• Exercise aim
Output the part of the malaria article starting with "The researchers observed" and going on through "the Middle East.", copied word for word.
*** Source document
Plasmodium vivax is the most widespread malaria parasite worldwide. It is the predominant cause of malaria in the vast majority of countries outside Africa. P. vivax, can 'hide' undetected in the liver. Researchers have now revealed that most childhood malaria infections in the endemic areas are the result of relapsed, and not new, infections. This finding suggests that eliminating malaria in the Asia-Pacific could prove to be more challenging than previously thought.
The researchers observed that four out of five children in Papua New Guinea (PNG) aged five to 10 years old were susceptible to recurring infection with the malaria parasite.
‘80% of childhood malaria infections in the endemic areas are the result of relapsed, and not new, infections. Therefore, eliminating malaria in the Asia-Pacific could prove to be more challenging than previously thought.’
The discovery has significant repercussions for the country's, and region's, malaria control program, as well as other areas globally where P. vivax is a significant cause of malaria, such as Central and South America, South and South-East Asia and the Middle East.
Leanne Robinson said, "The research showed relapsing infections with P. vivax were responsible for 80% of infections in PNG children aged five to 10 years. P. vivax malaria was problematic for global malaria control efforts, especially in PNG and the Asia-Pacific where it is the major cause of infection and illness in young children."
The research is published in PLOS Medicine.
******
*** The data
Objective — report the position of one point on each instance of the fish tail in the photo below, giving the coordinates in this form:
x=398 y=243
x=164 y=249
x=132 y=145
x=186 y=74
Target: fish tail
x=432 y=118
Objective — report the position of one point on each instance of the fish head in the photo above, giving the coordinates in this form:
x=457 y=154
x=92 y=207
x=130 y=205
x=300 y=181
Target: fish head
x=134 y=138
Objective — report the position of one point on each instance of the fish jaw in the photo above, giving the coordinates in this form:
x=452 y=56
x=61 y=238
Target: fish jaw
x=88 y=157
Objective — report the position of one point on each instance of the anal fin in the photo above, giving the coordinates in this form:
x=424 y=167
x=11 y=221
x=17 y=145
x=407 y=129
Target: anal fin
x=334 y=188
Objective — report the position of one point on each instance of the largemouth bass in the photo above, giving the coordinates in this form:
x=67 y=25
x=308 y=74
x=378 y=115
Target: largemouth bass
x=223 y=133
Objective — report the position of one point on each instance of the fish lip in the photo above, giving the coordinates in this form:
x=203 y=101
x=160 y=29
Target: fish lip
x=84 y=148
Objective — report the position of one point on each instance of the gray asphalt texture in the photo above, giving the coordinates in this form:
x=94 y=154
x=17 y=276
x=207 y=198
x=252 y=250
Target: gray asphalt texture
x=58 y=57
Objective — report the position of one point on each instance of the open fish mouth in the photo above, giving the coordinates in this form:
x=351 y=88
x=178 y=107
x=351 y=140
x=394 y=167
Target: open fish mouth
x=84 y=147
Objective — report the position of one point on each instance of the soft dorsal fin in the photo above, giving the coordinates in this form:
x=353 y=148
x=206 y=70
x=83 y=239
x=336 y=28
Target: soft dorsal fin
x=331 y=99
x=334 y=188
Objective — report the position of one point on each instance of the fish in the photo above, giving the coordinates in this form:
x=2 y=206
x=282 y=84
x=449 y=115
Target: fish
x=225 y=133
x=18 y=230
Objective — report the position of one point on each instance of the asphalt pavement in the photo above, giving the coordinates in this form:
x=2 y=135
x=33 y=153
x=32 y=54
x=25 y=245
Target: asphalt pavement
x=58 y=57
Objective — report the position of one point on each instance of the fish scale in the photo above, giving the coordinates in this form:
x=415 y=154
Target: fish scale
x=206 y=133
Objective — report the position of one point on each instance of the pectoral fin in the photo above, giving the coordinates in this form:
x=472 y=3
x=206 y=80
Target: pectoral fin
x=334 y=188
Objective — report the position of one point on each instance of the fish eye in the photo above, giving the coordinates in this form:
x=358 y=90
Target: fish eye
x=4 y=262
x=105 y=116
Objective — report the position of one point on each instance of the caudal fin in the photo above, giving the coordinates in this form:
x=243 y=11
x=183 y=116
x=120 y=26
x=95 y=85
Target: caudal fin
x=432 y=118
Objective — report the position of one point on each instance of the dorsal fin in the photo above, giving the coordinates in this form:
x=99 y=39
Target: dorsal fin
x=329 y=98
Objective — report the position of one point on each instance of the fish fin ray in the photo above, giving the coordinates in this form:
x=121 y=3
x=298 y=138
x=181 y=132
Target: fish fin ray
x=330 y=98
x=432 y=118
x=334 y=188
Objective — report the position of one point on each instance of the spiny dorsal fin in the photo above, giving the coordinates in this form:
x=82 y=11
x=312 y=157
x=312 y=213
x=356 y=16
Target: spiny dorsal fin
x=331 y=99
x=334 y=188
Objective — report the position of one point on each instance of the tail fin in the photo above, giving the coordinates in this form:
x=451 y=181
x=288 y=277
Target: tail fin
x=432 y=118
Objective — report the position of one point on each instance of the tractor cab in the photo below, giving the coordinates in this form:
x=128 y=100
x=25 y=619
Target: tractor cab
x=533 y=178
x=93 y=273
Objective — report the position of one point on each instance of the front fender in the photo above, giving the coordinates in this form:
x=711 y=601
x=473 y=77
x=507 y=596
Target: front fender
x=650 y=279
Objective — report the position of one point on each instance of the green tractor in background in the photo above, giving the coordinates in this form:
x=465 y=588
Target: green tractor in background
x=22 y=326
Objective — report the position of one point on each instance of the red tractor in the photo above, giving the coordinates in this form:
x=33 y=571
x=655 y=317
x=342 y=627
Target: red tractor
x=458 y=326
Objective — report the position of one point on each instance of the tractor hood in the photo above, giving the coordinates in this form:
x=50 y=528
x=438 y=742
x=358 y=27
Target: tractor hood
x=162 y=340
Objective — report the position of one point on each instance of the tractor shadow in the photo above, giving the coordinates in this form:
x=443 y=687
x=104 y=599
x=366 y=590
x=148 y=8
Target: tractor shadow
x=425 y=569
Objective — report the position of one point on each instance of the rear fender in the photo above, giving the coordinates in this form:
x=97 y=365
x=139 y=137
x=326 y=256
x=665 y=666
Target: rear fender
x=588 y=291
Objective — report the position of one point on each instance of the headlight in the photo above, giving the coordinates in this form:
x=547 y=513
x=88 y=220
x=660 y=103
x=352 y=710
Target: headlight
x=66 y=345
******
*** The data
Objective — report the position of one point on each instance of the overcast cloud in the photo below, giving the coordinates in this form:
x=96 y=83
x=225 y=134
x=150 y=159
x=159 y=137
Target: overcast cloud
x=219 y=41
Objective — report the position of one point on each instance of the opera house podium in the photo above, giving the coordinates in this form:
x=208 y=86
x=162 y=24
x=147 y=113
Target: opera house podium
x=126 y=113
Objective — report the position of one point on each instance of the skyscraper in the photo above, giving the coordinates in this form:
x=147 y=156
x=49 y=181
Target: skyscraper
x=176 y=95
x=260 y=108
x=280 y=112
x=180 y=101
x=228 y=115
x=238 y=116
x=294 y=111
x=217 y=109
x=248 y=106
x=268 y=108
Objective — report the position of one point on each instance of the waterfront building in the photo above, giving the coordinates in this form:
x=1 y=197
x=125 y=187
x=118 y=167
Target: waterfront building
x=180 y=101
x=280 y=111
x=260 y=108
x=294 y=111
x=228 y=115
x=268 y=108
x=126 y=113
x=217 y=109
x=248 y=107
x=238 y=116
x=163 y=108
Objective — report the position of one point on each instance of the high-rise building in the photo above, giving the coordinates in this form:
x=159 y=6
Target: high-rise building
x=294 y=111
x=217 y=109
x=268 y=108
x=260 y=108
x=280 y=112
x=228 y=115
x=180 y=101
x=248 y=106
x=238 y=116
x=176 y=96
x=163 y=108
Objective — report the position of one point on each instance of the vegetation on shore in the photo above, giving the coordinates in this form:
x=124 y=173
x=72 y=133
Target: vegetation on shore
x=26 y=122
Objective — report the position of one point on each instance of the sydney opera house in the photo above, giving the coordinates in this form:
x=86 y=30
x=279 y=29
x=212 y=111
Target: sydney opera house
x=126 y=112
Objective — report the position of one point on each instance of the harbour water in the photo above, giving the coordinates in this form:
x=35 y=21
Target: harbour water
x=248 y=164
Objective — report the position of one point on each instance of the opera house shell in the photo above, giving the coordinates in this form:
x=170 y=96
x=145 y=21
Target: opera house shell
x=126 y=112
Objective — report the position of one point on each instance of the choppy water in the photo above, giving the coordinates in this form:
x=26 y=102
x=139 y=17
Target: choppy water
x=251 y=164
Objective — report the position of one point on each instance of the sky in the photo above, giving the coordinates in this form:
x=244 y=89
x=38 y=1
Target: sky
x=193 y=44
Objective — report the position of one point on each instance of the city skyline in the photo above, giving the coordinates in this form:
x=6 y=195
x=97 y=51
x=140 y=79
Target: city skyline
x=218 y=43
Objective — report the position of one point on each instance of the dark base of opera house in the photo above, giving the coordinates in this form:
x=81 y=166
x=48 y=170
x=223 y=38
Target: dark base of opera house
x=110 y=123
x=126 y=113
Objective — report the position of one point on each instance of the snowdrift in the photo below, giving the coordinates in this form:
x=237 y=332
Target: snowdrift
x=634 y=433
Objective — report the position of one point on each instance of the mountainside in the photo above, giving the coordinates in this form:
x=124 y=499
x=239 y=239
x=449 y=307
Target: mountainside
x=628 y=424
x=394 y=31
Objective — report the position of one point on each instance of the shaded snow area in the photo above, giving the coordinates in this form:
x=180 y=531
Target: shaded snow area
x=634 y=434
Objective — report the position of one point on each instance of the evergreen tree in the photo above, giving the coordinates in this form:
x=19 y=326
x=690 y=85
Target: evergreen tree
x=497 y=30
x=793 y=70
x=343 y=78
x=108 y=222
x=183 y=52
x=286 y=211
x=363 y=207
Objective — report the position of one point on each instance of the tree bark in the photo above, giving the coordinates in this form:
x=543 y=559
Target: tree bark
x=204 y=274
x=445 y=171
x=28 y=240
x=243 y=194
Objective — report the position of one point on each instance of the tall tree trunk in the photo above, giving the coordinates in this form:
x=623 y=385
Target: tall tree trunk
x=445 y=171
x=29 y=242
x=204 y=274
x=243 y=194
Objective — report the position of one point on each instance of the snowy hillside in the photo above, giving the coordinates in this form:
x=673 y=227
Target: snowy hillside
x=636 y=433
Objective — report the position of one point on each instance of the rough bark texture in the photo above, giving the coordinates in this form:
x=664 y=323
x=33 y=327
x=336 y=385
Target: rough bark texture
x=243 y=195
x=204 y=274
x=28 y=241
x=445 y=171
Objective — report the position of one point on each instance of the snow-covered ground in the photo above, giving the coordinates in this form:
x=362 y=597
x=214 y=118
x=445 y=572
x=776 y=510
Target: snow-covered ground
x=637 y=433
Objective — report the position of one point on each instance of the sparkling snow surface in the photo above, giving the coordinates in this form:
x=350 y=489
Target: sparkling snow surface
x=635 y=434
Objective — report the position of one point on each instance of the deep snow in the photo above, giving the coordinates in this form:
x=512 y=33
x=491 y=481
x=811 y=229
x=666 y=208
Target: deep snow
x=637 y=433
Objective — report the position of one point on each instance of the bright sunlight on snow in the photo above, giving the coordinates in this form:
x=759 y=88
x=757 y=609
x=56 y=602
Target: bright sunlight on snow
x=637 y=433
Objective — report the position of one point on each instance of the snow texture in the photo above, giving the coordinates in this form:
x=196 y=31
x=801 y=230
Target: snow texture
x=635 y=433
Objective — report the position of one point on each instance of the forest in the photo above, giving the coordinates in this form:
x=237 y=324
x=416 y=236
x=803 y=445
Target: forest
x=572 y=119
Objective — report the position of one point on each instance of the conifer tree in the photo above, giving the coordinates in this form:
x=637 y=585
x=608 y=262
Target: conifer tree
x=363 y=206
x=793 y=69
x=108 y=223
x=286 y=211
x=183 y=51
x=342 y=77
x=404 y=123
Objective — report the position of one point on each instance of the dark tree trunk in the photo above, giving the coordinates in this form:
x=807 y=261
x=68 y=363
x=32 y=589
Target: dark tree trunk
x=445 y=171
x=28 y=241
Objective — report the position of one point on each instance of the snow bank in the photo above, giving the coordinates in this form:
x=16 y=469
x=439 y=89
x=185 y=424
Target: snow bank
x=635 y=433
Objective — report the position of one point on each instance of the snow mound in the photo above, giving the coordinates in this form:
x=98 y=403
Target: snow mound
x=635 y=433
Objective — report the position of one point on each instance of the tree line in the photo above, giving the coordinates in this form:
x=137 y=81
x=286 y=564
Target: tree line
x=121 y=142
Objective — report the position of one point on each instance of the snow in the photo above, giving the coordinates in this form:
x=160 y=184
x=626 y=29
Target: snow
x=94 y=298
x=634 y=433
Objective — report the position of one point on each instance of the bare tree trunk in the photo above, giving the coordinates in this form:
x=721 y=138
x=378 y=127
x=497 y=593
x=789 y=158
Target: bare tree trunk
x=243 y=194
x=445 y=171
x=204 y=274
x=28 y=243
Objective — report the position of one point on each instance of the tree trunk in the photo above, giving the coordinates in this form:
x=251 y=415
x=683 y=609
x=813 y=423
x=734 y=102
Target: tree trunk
******
• Exercise response
The researchers observed that four out of five children in Papua New Guinea (PNG) aged five to 10 years old were susceptible to recurring infection with the malaria parasite.
‘80% of childhood malaria infections in the endemic areas are the result of relapsed, and not new, infections. Therefore, eliminating malaria in the Asia-Pacific could prove to be more challenging than previously thought.’
The discovery has significant repercussions for the country's, and region's, malaria control program, as well as other areas globally where P. vivax is a significant cause of malaria, such as Central and South America, South and South-East Asia and the Middle East.